───── SOURCE DATA ─────
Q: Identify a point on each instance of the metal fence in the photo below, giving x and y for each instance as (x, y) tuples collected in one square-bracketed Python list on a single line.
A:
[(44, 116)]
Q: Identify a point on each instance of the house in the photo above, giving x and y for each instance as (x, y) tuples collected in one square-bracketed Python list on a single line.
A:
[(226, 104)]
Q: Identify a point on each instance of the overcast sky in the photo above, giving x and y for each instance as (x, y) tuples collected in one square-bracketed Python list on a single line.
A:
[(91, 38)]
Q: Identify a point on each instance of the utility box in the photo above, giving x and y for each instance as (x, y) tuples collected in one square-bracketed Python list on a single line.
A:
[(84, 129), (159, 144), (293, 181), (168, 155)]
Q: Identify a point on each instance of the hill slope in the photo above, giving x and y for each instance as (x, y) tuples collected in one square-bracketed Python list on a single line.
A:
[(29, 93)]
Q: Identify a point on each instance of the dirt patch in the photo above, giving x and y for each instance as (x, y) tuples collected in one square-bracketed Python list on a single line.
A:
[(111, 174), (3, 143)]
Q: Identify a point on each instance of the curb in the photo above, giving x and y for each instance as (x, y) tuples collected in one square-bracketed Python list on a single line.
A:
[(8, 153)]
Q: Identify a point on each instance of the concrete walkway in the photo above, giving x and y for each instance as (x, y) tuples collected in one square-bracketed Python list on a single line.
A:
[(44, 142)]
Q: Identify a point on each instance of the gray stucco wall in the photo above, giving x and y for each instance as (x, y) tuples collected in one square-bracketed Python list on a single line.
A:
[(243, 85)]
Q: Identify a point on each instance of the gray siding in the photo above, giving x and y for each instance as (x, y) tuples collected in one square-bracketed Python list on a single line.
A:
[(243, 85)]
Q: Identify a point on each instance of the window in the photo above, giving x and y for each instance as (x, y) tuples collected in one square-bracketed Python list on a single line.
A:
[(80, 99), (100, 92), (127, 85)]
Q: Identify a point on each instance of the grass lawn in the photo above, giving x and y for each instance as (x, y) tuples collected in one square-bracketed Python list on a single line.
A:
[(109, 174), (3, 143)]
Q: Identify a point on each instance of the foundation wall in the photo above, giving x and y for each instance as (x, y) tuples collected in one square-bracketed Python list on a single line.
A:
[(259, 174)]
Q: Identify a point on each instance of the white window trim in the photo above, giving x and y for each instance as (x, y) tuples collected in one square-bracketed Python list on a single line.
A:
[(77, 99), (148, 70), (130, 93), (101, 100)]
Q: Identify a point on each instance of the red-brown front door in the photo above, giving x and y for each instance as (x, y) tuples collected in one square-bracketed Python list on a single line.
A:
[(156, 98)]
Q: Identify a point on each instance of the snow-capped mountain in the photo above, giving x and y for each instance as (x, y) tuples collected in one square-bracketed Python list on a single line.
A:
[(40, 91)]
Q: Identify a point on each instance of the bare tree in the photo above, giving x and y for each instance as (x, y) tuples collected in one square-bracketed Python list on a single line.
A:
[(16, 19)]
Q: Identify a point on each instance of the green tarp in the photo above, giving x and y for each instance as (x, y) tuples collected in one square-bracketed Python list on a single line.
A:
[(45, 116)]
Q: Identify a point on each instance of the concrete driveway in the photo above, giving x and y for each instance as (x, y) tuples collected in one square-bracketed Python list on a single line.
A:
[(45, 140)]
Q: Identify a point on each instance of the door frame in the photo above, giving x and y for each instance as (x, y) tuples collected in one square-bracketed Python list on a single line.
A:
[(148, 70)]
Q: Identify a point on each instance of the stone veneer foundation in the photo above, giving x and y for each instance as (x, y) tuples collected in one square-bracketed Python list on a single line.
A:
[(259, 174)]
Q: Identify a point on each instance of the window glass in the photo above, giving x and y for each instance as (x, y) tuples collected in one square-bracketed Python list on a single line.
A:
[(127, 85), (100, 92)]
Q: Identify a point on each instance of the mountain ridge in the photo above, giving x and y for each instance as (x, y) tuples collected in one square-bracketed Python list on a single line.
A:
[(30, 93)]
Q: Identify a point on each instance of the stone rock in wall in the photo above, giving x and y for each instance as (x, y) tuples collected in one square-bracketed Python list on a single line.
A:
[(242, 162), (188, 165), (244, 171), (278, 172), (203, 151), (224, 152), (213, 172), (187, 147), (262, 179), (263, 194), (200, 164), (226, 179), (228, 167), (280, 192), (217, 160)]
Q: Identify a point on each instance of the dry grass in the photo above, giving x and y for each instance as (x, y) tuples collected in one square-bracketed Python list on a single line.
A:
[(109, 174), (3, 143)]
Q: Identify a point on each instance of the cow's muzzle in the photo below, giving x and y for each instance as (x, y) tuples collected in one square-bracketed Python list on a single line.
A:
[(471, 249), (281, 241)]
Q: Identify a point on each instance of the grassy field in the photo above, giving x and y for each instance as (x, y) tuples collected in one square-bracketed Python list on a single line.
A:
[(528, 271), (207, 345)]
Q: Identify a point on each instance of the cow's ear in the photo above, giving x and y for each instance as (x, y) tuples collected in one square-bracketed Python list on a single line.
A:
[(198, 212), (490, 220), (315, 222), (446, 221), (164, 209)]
─────
EXERCISE GOAL: Nothing but a number belongs in the answer: the tally of lines in the data holding "mountain".

ANSWER BOX: 2